* **REQUIRED WORK**
Retyping each entry exactly is the whole task.

● ● ● ● ● ● ●

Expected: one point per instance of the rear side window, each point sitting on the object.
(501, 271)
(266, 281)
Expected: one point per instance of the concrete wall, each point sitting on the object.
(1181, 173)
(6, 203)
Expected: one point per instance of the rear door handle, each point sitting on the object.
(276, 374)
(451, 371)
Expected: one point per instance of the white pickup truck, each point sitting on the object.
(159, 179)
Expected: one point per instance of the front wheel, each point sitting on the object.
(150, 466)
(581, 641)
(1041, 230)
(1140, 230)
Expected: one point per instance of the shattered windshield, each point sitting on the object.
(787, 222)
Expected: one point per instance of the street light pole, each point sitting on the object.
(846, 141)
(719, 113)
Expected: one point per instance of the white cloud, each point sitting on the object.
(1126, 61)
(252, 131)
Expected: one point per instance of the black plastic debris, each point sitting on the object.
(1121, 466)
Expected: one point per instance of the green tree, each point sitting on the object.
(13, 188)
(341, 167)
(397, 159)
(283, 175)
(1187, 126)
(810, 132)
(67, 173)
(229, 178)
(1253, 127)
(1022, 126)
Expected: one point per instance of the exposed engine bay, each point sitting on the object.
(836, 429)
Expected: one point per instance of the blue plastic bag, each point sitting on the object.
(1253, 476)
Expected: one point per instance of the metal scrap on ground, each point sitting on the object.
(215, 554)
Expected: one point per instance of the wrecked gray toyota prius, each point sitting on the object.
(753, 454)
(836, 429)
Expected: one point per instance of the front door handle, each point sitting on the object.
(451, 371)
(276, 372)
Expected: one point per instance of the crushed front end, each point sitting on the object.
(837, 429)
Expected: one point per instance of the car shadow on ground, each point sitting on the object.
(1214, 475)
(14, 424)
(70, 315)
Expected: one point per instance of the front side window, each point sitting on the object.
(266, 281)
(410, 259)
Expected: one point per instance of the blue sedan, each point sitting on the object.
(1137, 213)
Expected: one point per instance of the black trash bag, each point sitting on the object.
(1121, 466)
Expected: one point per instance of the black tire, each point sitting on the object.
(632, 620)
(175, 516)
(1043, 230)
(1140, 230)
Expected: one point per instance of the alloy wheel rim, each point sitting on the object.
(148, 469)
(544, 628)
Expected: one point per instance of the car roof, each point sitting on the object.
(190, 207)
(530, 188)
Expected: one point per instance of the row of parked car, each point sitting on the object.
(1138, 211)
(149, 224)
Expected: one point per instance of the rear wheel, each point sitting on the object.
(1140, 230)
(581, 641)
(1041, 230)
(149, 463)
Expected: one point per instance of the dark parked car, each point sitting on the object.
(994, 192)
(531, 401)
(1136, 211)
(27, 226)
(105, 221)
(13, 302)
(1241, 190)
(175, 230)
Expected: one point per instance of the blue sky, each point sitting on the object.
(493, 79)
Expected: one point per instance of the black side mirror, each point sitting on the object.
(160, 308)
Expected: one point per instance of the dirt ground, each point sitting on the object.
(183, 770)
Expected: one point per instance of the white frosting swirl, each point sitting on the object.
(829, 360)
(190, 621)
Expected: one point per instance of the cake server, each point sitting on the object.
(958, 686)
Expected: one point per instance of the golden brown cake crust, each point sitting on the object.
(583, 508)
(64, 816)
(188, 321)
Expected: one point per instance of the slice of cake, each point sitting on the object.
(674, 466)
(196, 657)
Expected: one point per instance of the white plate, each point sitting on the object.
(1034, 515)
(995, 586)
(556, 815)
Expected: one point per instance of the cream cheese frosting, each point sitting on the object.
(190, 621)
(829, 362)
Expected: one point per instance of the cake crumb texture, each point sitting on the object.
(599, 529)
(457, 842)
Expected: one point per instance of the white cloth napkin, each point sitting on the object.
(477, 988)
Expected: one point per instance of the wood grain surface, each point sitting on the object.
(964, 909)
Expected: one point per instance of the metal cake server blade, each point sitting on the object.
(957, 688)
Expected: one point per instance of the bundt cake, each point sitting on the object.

● ● ● ● ● ● ●

* **SOLUTION BELOW**
Expected: one point per instance of the rear side window, each point sitting on the object.
(501, 271)
(266, 281)
Expected: one point per instance of the concrete wall, each point sitting on the object.
(1181, 173)
(6, 203)
Expected: one point per instance of the rear door handle, each point sitting on the object.
(276, 374)
(451, 371)
Expected: one point per instance of the white pickup truck, each point sitting on the object.
(159, 179)
Expected: one point per instance of the front wheel, each point sitting on the object.
(150, 466)
(581, 641)
(1041, 230)
(1140, 230)
Expected: one point per instance of the shattered windshield, each point sitting on the object.
(787, 222)
Expected: one point per instance of the street light pole, each point sitting on the object.
(846, 141)
(719, 113)
Expected: one point per instance of the white cloud, each point sitting on the object.
(1126, 61)
(252, 131)
Expected: one point per instance of the black plastic debris, each point sitting on the object.
(1121, 466)
Expected: one point per instance of the green tree, each point sitting on the object.
(13, 188)
(341, 167)
(397, 159)
(283, 175)
(1187, 126)
(810, 132)
(67, 173)
(229, 178)
(1253, 127)
(1022, 126)
Expected: one point per instance of the exposed engine bay, each point sitting on the object.
(836, 429)
Expected: one point per instance of the blue plastic bag, each point sitting on the object.
(1253, 476)
Expected: one point per instance of the metal scrap on ground, each point sitting on the object.
(215, 554)
Expected: one point per instance of the wrecked gray toyota prius, each point sitting on the object.
(753, 454)
(836, 429)
Expected: one point per instance of the front door handle, each point sitting on the object.
(451, 371)
(276, 372)
Expected: one point per instance of the crushed front end, each point sitting on the object.
(837, 429)
Expected: one point per instance of the car shadow on ground, each point sitting on the object.
(1214, 475)
(14, 424)
(70, 315)
Expected: one point per instance of the front side window, each point sitting on the object.
(266, 281)
(410, 259)
Expected: one point per instance of the blue sedan, each point sitting on the object.
(1137, 213)
Expected: one point per instance of the black trash bag, each point sitting on the object.
(1121, 466)
Expected: one point per instance of the black tire, each point sitting on the object.
(632, 620)
(175, 516)
(1043, 230)
(1140, 230)
Expected: one point per instance of the alloy wheel rim, each point sitting on the object.
(148, 469)
(544, 628)
Expected: one point per instance of the car roof, each point sitting on the object.
(190, 207)
(530, 188)
Expected: one point per instance of the row of parked car, each point sitting on the object.
(1138, 211)
(149, 224)
Expected: one point per instance of the rear wheel, each point sitting on the object.
(1140, 230)
(581, 641)
(1041, 230)
(149, 463)
Expected: one point per instance of the dark parked car, each point sitting on the object.
(994, 192)
(531, 401)
(1136, 211)
(27, 226)
(105, 221)
(13, 302)
(1241, 190)
(175, 230)
Expected: one point per instance of the blue sky, each point sitting on the object.
(493, 79)
Expected: one point per instance of the black side mirror, each point sitting on the object.
(160, 308)
Expected: one point per instance of the dirt ground, each point sitting on the object.
(183, 770)
Expected: one point per instance of the white frosting swirl, each point sitting on the object.
(829, 360)
(190, 621)
Expected: one point per instance of the cake server, each point sitting on the object.
(958, 686)
Expected: one point per instance of the golden brown cake crust, each point sitting on the object.
(583, 508)
(64, 816)
(188, 321)
Expected: one point per instance of the slice of cake, each point sitting on the object.
(674, 466)
(196, 657)
Expected: one point per instance of the white plate, each point sitting on the object.
(1034, 515)
(995, 586)
(556, 815)
Expected: one point per instance of the cream cheese frosting, each point sitting on the object.
(190, 621)
(829, 362)
Expected: one point per instance of the cake crumb texture, each point sitting on the object.
(599, 529)
(457, 842)
Expected: one point per instance of the white cloth napkin, each point sitting on the object.
(477, 988)
Expected: one point per instance of the wood grain surface, each point sitting on the object.
(964, 909)
Expected: one point per instance of the metal cake server blade, each point sitting on the object.
(957, 688)
Expected: one point per instance of the bundt cake, each point sitting on the object.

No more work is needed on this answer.